Extracted entries.
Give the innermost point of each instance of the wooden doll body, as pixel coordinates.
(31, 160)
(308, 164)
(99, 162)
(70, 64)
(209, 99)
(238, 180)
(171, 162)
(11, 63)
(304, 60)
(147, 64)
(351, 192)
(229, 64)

Written exercise. Extract each of the items above and reproduce every line without any change.

Reply.
Give the innermost point of each instance of the wooden doll body, as pixel coordinates.
(31, 160)
(308, 164)
(99, 162)
(70, 64)
(209, 99)
(238, 180)
(171, 162)
(11, 63)
(304, 60)
(147, 64)
(351, 192)
(229, 64)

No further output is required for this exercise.